---------- RECORDS SHOWN

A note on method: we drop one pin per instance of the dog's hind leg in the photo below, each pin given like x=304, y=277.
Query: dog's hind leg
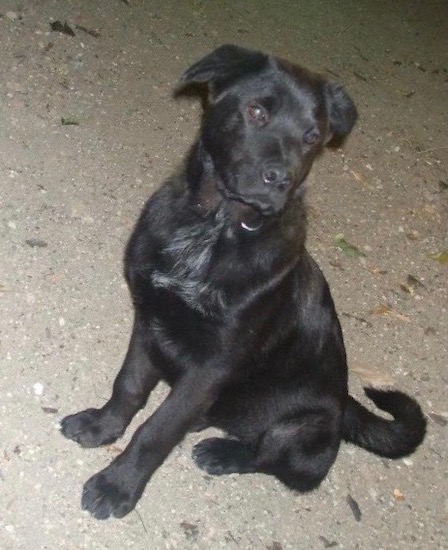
x=134, y=383
x=299, y=451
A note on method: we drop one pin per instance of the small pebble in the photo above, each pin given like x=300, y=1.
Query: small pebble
x=38, y=388
x=11, y=15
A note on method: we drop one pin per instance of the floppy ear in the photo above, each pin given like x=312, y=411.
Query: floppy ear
x=341, y=111
x=224, y=65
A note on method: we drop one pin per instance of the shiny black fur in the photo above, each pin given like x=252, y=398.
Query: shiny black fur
x=230, y=309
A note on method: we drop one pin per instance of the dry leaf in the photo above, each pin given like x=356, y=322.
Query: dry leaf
x=441, y=257
x=372, y=376
x=360, y=178
x=398, y=495
x=387, y=310
x=347, y=248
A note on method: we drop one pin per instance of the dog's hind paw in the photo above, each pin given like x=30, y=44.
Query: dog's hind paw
x=219, y=456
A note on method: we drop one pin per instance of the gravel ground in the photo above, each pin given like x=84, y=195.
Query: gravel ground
x=71, y=192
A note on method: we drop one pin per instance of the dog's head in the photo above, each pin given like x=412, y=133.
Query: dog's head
x=266, y=122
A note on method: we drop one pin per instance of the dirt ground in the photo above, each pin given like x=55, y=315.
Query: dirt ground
x=71, y=192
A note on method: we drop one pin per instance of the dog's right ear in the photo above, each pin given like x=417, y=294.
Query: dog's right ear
x=224, y=65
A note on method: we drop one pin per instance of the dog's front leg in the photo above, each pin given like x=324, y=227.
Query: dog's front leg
x=134, y=383
x=115, y=490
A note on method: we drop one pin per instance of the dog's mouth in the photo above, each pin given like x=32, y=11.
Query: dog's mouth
x=258, y=202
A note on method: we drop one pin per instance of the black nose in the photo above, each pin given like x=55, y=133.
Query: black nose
x=275, y=175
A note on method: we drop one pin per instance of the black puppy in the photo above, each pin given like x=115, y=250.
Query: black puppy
x=230, y=309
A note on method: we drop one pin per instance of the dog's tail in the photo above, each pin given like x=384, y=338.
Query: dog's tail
x=390, y=438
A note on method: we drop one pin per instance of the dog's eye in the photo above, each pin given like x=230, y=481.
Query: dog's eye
x=258, y=113
x=311, y=136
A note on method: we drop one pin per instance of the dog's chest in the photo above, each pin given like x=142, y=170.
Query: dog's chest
x=186, y=266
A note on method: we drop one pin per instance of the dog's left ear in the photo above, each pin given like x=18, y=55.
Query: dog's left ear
x=223, y=66
x=342, y=112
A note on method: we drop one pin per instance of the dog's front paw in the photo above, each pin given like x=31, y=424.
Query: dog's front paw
x=91, y=428
x=107, y=494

--------------------

__STATED TASK__
Express every line of the records above as a JSON list of strings, one string per line, omitting blank lines. Leave the picture out of the list.

__COMPLETED EXERCISE__
[
  "A note on method: we drop one pin per instance of the dog's hind leg in the photo below, each pin given like x=304, y=277.",
  "Query: dog's hind leg",
  "x=134, y=383",
  "x=299, y=451",
  "A note on method: we drop one pin per instance of the small pebble in the photo above, each pin given like x=300, y=1.",
  "Query: small pebble",
  "x=38, y=388",
  "x=11, y=15",
  "A note on method: we drop one pin per instance of the floppy ear in the photo above, each pin given like x=312, y=411.",
  "Query: floppy ear",
  "x=341, y=111",
  "x=224, y=65",
  "A note on method: we drop one pin per instance of the shiny black fur in the photo above, each pin given like x=252, y=398.",
  "Query: shiny black fur",
  "x=230, y=309",
  "A note on method: we drop one pin per instance of the dry leaf in the photo above, each pin given like x=356, y=322.",
  "Query: dry leaf",
  "x=441, y=257",
  "x=372, y=376",
  "x=360, y=178",
  "x=398, y=495",
  "x=387, y=310",
  "x=347, y=248",
  "A note on method: we drop one pin per instance of the dog's hind paw in the photo above, each pin given like x=30, y=44.",
  "Query: dog's hind paw",
  "x=219, y=456",
  "A note on method: we drop one pin per instance of the gravel ground in the photo above, each pin given like x=84, y=195.",
  "Query: gravel ground",
  "x=71, y=192",
  "A note on method: we drop one pin per instance of the dog's head in the photo above, each pin given like x=412, y=133.",
  "Query: dog's head",
  "x=266, y=122",
  "A note on method: we drop one pin per instance of the dirt ground in the photo above, each pin given like x=55, y=315.",
  "Query: dirt ground",
  "x=71, y=192",
  "A note on method: we drop one pin per instance of the dog's right ear in the photo above, each pin given like x=417, y=294.",
  "Query: dog's right ear",
  "x=224, y=65",
  "A note on method: we drop one pin per instance of the dog's front leg in the photo above, each pin given like x=324, y=227.",
  "Query: dog's front leg",
  "x=134, y=383",
  "x=115, y=490",
  "A note on method: we drop one pin per instance of the dog's mouth in the photo above, each pin given like x=32, y=11.",
  "Query: dog's mouth",
  "x=258, y=202",
  "A note on method: we drop one pin per instance of the black nose in the photo above, each pin given like x=55, y=133.",
  "Query: black nose",
  "x=275, y=175",
  "A note on method: we drop one pin per instance of the black puppy in the photo above, each pin given like x=115, y=250.",
  "Query: black puppy",
  "x=230, y=309",
  "A note on method: we drop one pin per instance of the dog's tail in the photo above, each pin given like x=384, y=338.",
  "Query: dog's tail",
  "x=390, y=438",
  "A note on method: we drop one pin per instance of the dog's eye in the photo above, each pin given like x=230, y=481.",
  "Query: dog's eye",
  "x=258, y=113",
  "x=311, y=136",
  "A note on method: we drop one pin per instance of the dog's chest in the photo above, each pin given like x=142, y=170.",
  "Query: dog's chest",
  "x=186, y=266",
  "A note on method: we drop one pin per instance of the dog's left ear in the photo above, each pin given like x=18, y=55.",
  "Query: dog's left ear",
  "x=223, y=66",
  "x=342, y=112",
  "A note on method: we drop one pin per instance of the dog's front paw in the photo above, each pin given like x=31, y=424.",
  "Query: dog's front paw",
  "x=91, y=428",
  "x=107, y=494"
]